Transcribe, word for word, the line containing "Target: coastline" and each line following it through the end of the listing below. Omit all other lines.

▼

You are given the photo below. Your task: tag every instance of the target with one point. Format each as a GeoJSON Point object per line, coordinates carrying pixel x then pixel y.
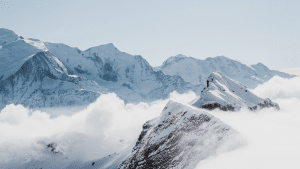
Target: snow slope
{"type": "Point", "coordinates": [40, 74]}
{"type": "Point", "coordinates": [196, 71]}
{"type": "Point", "coordinates": [293, 71]}
{"type": "Point", "coordinates": [179, 138]}
{"type": "Point", "coordinates": [227, 94]}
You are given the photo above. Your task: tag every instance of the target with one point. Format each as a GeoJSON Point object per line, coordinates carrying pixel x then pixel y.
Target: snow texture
{"type": "Point", "coordinates": [179, 138]}
{"type": "Point", "coordinates": [229, 95]}
{"type": "Point", "coordinates": [196, 71]}
{"type": "Point", "coordinates": [40, 74]}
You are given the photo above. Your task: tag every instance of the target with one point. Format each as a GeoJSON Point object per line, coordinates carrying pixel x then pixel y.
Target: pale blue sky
{"type": "Point", "coordinates": [250, 31]}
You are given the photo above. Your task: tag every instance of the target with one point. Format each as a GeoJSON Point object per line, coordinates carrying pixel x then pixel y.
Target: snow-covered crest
{"type": "Point", "coordinates": [179, 138]}
{"type": "Point", "coordinates": [196, 71]}
{"type": "Point", "coordinates": [227, 94]}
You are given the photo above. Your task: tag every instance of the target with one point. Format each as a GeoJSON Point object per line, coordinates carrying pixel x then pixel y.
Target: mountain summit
{"type": "Point", "coordinates": [41, 74]}
{"type": "Point", "coordinates": [196, 71]}
{"type": "Point", "coordinates": [179, 138]}
{"type": "Point", "coordinates": [227, 94]}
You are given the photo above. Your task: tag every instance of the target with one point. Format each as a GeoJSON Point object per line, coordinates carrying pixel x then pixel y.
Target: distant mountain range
{"type": "Point", "coordinates": [196, 71]}
{"type": "Point", "coordinates": [40, 74]}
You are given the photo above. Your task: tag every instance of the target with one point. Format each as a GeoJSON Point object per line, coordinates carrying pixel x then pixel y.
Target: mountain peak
{"type": "Point", "coordinates": [226, 94]}
{"type": "Point", "coordinates": [106, 47]}
{"type": "Point", "coordinates": [176, 139]}
{"type": "Point", "coordinates": [7, 36]}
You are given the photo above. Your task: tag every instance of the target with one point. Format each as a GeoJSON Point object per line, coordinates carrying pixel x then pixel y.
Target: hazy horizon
{"type": "Point", "coordinates": [250, 32]}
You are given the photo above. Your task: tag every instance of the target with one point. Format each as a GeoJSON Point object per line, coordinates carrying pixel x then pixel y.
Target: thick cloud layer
{"type": "Point", "coordinates": [104, 127]}
{"type": "Point", "coordinates": [273, 136]}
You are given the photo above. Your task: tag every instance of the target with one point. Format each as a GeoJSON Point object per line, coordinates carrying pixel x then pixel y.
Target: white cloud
{"type": "Point", "coordinates": [273, 136]}
{"type": "Point", "coordinates": [89, 134]}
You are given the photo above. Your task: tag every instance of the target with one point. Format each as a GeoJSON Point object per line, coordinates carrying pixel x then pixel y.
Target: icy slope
{"type": "Point", "coordinates": [227, 94]}
{"type": "Point", "coordinates": [60, 75]}
{"type": "Point", "coordinates": [43, 81]}
{"type": "Point", "coordinates": [196, 71]}
{"type": "Point", "coordinates": [179, 138]}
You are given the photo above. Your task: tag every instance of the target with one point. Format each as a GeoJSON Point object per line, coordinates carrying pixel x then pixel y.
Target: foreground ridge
{"type": "Point", "coordinates": [229, 95]}
{"type": "Point", "coordinates": [179, 138]}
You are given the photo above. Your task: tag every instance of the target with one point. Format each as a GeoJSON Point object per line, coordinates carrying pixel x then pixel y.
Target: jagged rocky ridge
{"type": "Point", "coordinates": [196, 71]}
{"type": "Point", "coordinates": [229, 95]}
{"type": "Point", "coordinates": [40, 74]}
{"type": "Point", "coordinates": [179, 138]}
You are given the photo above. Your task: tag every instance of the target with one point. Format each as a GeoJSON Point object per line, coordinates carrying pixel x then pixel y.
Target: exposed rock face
{"type": "Point", "coordinates": [179, 138]}
{"type": "Point", "coordinates": [40, 74]}
{"type": "Point", "coordinates": [43, 82]}
{"type": "Point", "coordinates": [229, 95]}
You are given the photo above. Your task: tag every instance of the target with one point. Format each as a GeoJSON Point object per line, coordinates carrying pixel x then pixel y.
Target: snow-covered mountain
{"type": "Point", "coordinates": [179, 138]}
{"type": "Point", "coordinates": [42, 74]}
{"type": "Point", "coordinates": [227, 94]}
{"type": "Point", "coordinates": [196, 71]}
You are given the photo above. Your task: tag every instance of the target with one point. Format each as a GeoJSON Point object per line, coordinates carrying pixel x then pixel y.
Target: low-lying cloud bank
{"type": "Point", "coordinates": [104, 127]}
{"type": "Point", "coordinates": [109, 125]}
{"type": "Point", "coordinates": [273, 136]}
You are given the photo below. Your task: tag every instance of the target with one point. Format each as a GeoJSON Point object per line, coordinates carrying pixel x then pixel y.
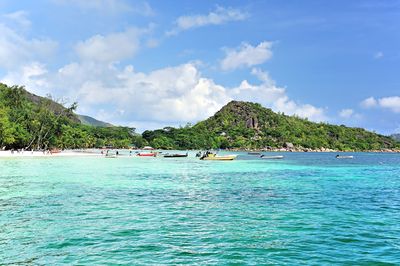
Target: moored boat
{"type": "Point", "coordinates": [344, 157]}
{"type": "Point", "coordinates": [253, 153]}
{"type": "Point", "coordinates": [271, 156]}
{"type": "Point", "coordinates": [147, 154]}
{"type": "Point", "coordinates": [175, 155]}
{"type": "Point", "coordinates": [215, 157]}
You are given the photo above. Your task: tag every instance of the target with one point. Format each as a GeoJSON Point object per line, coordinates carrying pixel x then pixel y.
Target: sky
{"type": "Point", "coordinates": [151, 64]}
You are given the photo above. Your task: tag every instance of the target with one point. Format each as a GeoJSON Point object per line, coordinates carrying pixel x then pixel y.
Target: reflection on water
{"type": "Point", "coordinates": [308, 207]}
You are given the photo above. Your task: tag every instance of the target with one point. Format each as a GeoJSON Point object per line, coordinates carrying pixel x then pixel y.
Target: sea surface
{"type": "Point", "coordinates": [307, 209]}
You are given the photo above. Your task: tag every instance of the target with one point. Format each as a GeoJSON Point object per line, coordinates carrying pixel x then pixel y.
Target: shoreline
{"type": "Point", "coordinates": [97, 152]}
{"type": "Point", "coordinates": [68, 153]}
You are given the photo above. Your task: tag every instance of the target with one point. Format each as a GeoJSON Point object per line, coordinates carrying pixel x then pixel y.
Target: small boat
{"type": "Point", "coordinates": [214, 157]}
{"type": "Point", "coordinates": [271, 156]}
{"type": "Point", "coordinates": [175, 155]}
{"type": "Point", "coordinates": [344, 157]}
{"type": "Point", "coordinates": [147, 154]}
{"type": "Point", "coordinates": [111, 155]}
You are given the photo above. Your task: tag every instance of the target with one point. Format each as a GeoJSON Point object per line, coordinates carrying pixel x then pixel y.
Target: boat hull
{"type": "Point", "coordinates": [277, 157]}
{"type": "Point", "coordinates": [220, 158]}
{"type": "Point", "coordinates": [147, 154]}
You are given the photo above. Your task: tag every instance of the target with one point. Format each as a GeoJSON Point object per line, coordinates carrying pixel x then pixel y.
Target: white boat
{"type": "Point", "coordinates": [214, 157]}
{"type": "Point", "coordinates": [271, 156]}
{"type": "Point", "coordinates": [344, 156]}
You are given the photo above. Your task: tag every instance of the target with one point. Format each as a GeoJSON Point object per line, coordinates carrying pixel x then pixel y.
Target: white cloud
{"type": "Point", "coordinates": [110, 48]}
{"type": "Point", "coordinates": [369, 102]}
{"type": "Point", "coordinates": [19, 17]}
{"type": "Point", "coordinates": [219, 16]}
{"type": "Point", "coordinates": [346, 113]}
{"type": "Point", "coordinates": [33, 76]}
{"type": "Point", "coordinates": [392, 103]}
{"type": "Point", "coordinates": [17, 50]}
{"type": "Point", "coordinates": [167, 96]}
{"type": "Point", "coordinates": [276, 98]}
{"type": "Point", "coordinates": [246, 56]}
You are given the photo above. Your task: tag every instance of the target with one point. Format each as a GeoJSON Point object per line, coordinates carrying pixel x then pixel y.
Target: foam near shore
{"type": "Point", "coordinates": [9, 153]}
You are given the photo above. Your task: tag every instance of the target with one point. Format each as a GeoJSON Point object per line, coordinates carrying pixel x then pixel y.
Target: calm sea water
{"type": "Point", "coordinates": [306, 209]}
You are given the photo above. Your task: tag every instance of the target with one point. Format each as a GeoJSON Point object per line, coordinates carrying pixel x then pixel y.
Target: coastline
{"type": "Point", "coordinates": [67, 153]}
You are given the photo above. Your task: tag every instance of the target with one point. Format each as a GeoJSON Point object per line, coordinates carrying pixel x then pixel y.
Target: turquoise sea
{"type": "Point", "coordinates": [308, 209]}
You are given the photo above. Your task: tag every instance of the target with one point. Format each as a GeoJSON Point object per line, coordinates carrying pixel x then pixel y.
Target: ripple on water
{"type": "Point", "coordinates": [306, 209]}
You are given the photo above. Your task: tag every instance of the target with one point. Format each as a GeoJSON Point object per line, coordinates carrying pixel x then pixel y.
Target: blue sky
{"type": "Point", "coordinates": [150, 64]}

▲

**Response for this exercise:**
Target: coastline
{"type": "Point", "coordinates": [67, 153]}
You are given the photo above. Your task: tag every instance of the target with one point. Format each as a GeoJSON Point object per line, coordinates carrying pixel x then pixel y.
Target: turquoise sea
{"type": "Point", "coordinates": [308, 209]}
You are given the photo above. Your task: tag every instance of the target with one point. Format each as a GeoJSON Point object per line, coordinates carrying pixel x then pixel y.
Target: ripple on water
{"type": "Point", "coordinates": [306, 209]}
You are given the photo above. Your task: tag every instance of the target with one point. Format each as a GeoJSON Point object per line, coordinates carrying pixel x then pixel y.
Target: blue sky
{"type": "Point", "coordinates": [150, 64]}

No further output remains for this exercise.